**Part of a data file:**

● ● ● ● ●

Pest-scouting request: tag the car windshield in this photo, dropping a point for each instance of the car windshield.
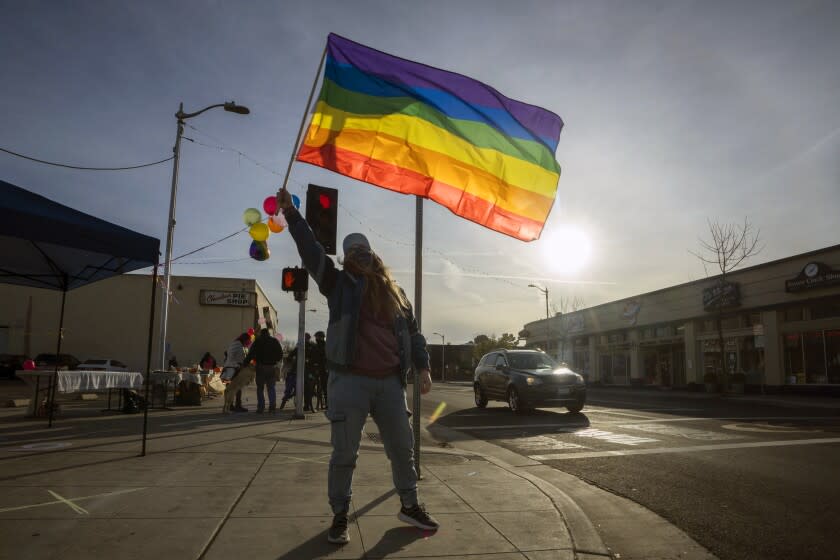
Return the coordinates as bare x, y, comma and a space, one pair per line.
531, 361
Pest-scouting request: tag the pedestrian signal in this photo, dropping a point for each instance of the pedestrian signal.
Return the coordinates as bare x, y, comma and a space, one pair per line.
322, 215
295, 280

● ● ● ● ●

**EXERCISE OBJECTIVE:** Omit all pictures while transcribing the entries verbatim.

**SOLUTION FOR THIS PROBLEM:**
Pest-scouting request: tag the car windshield in this photo, dropping a point for each instance of the car windshield.
Return the coordinates as bare x, y, comma and a space, one pair per line.
531, 361
Pest-scouting request: tag the pedestrian signal in this photo, dropping a point for each instance of the pedestrian signal.
Return the coordinates as bare x, y, comma and a space, one pair per line.
322, 215
295, 280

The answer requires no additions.